> [Task requirements]: Extract every line of the listing below and reproduce each one unchanged.

** Start Supplied material **

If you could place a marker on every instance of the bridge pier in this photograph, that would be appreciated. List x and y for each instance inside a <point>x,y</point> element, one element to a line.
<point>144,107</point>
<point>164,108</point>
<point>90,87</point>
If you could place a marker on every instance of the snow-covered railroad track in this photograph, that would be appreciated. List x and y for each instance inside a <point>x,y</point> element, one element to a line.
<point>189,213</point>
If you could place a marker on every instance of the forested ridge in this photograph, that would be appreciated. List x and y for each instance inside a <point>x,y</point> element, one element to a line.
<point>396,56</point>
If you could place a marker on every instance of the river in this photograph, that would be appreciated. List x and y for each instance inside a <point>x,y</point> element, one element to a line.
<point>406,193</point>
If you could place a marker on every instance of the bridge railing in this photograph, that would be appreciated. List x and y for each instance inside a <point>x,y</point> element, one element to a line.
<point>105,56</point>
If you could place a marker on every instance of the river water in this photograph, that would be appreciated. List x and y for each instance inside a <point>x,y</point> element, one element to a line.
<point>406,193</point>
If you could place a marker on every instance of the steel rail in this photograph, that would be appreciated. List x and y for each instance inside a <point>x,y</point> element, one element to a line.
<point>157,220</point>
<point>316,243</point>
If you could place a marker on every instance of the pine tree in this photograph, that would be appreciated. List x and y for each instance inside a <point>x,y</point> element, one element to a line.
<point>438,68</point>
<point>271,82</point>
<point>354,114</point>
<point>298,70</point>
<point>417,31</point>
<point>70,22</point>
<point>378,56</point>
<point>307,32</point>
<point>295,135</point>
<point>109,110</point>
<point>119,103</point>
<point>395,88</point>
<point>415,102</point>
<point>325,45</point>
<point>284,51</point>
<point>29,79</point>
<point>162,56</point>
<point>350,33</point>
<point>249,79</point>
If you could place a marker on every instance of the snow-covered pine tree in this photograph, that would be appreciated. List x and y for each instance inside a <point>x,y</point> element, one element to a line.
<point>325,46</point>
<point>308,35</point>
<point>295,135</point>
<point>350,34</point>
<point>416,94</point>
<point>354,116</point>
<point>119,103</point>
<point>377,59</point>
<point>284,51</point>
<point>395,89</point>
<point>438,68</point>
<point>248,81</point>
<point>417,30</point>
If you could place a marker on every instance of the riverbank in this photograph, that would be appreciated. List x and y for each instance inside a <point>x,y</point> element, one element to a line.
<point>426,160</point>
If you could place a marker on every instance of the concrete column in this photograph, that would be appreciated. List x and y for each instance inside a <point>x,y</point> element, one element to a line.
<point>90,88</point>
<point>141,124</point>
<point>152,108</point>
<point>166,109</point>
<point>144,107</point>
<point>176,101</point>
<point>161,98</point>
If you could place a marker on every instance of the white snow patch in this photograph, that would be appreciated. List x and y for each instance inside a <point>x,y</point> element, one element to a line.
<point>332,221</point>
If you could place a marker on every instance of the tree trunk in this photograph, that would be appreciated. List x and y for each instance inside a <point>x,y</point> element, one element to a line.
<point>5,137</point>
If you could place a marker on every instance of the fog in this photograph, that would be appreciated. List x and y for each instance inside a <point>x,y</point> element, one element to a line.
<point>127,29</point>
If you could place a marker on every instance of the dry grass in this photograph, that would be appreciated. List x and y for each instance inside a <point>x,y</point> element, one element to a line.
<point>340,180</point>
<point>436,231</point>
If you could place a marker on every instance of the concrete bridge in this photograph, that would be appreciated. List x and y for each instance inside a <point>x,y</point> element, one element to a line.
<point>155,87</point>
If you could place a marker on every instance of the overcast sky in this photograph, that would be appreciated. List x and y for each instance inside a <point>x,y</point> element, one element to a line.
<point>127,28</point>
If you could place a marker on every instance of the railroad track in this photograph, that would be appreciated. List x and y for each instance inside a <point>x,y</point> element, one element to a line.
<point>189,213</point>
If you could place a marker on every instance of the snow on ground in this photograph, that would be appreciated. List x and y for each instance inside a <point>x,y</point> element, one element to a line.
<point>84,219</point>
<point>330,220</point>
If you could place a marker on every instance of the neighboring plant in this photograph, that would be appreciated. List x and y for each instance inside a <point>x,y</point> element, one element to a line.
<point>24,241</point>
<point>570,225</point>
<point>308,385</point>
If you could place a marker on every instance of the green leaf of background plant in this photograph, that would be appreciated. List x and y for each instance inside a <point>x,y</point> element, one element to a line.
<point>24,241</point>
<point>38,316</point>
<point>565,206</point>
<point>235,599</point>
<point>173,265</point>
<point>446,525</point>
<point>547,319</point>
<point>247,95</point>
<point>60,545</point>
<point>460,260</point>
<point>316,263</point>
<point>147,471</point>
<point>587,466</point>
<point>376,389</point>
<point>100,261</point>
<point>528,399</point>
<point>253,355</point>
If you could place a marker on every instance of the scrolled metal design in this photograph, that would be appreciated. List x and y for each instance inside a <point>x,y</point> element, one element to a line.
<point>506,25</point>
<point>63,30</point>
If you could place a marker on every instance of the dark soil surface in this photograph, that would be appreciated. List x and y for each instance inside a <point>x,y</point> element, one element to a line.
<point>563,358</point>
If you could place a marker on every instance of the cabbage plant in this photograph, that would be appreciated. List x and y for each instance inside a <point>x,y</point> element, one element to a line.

** End Supplied material **

> [Written solution]:
If you could place a marker on every instance of the bridge pier in this photograph, that would be appreciated. List x and y for each instance inside a <point>x,y</point> element, one element to a line.
<point>144,107</point>
<point>164,108</point>
<point>90,87</point>
If you could place a marker on every instance of the snow-covered railroad track in this photograph, that would be appreciated. List x and y for each instance inside a <point>x,y</point> element, one element to a line.
<point>189,213</point>
If you could place a marker on every instance of the forested ridge in this photograph, that would be appreciated. List x and y for each instance inside a <point>x,y</point> element, one element to a line.
<point>396,56</point>
If you could place a marker on every instance of the river in this photograph, that would be appreciated. List x and y for each instance inside a <point>x,y</point> element, one element to a line.
<point>406,193</point>
If you could place a marker on every instance of the bridge railing in this photograph, that would be appreciated. List x and y for each instance inside a <point>x,y</point> element, one element to a line.
<point>105,56</point>
If you could place a marker on every instance of the river water in this photograph, that would be appreciated. List x and y for each instance inside a <point>x,y</point> element, one element to a line.
<point>406,193</point>
If you could place a marker on every instance of the steel rail in this photograph, that would be appreciated. List x and y for each instance inside a <point>x,y</point> element, one element to a line.
<point>157,220</point>
<point>316,243</point>
If you could place a marker on every instance of the pine tree in this photograph, that would be appreciated. List x and y for each instance inside a <point>x,y</point> element, one element to a line.
<point>438,68</point>
<point>271,82</point>
<point>354,114</point>
<point>298,70</point>
<point>417,31</point>
<point>70,22</point>
<point>378,56</point>
<point>307,32</point>
<point>295,135</point>
<point>109,110</point>
<point>119,103</point>
<point>395,88</point>
<point>415,102</point>
<point>325,45</point>
<point>284,51</point>
<point>29,79</point>
<point>162,56</point>
<point>350,33</point>
<point>249,79</point>
If you could place a marker on every instance of the snow-covered pine tree in this photograph, that would be appreciated. List x and y for each instance inside a <point>x,y</point> element, one element to a line.
<point>325,46</point>
<point>308,35</point>
<point>295,135</point>
<point>350,34</point>
<point>416,94</point>
<point>354,116</point>
<point>119,103</point>
<point>377,59</point>
<point>284,51</point>
<point>395,89</point>
<point>438,68</point>
<point>248,81</point>
<point>417,30</point>
If you could place a marker on every instance of the riverbank in this photograph, that would be appreciated. List x and y for each instance inside a <point>x,y</point> element, one element to a line.
<point>426,160</point>
If you could place a marker on every instance of the concrete column in this photograph, that would be appreciated. List x and y for each instance inside a <point>x,y</point> element, one element to a line.
<point>90,88</point>
<point>141,124</point>
<point>152,108</point>
<point>166,109</point>
<point>144,107</point>
<point>176,101</point>
<point>161,98</point>
If you could place a marker on every instance of the white snow patch in this photograph, that would be appreciated. List x and y for each instance inside a <point>x,y</point> element, one element to a line.
<point>332,221</point>
If you could place a marker on every instance of the tree trunk in this photograph, that would be appreciated. List x and y for each instance inside a <point>x,y</point> element, one element to a line.
<point>5,137</point>
If you could place a marker on every instance of the fog in this photograph, that would be appreciated. List x and y for each instance inside a <point>x,y</point> element, one element to a line.
<point>127,29</point>
If you could place a marker on every instance of the dry grass in this photograph, that would be appreciated. List x and y for each instance inside a <point>x,y</point> element, one element to a line.
<point>340,180</point>
<point>436,231</point>
If you could place a marker on every instance of the concrete bridge in this photograph, that would be appreciated. List x and y for each instance inside a <point>x,y</point> element, one element to a line.
<point>155,87</point>
If you could place a marker on every instance of the overcast sky in this photograph, that would be appreciated. List x and y for each instance inside a <point>x,y</point> element, one element to a line.
<point>127,28</point>
If you could place a marker on every instance of the railroad track in this photograph, that would be appreciated. List x and y for each instance inside a <point>x,y</point> element, one element to a line.
<point>189,213</point>
If you could place a marker on every instance of the snow on ground in this photograph, that would be appreciated. List x and y for each instance inside a <point>x,y</point> element, one element to a line.
<point>84,219</point>
<point>330,220</point>
If you could place a marker on every instance of the neighboring plant in this photograph, that would be appreciated. List x and y for each instance inside a <point>x,y</point> element, one element to a line.
<point>24,241</point>
<point>570,225</point>
<point>308,385</point>
If you could place a marker on every instance of the green leaf of background plant in this photograph, that would be appreciated. List x and y for each instance inside a <point>x,y</point> element, one element to a line.
<point>24,241</point>
<point>38,316</point>
<point>565,206</point>
<point>235,599</point>
<point>173,265</point>
<point>446,525</point>
<point>547,319</point>
<point>247,95</point>
<point>60,545</point>
<point>460,260</point>
<point>316,263</point>
<point>147,471</point>
<point>587,466</point>
<point>376,389</point>
<point>100,261</point>
<point>528,399</point>
<point>253,355</point>
If you could place a marker on every instance of the scrolled metal design in this photograph, that would be appreciated. List x and y for each instance inside a <point>x,y</point> element, one element to a line.
<point>506,25</point>
<point>63,30</point>
If you could place a marker on every instance of the dark soil surface in this photograph, that would be appreciated. List x and y for each instance inside a <point>x,y</point> element, one element to a line.
<point>563,358</point>
If you could place a marker on every instance of the cabbage plant in this photograph, that would be appreciated. List x and y for each instance inside a <point>x,y</point> element, one element to a line.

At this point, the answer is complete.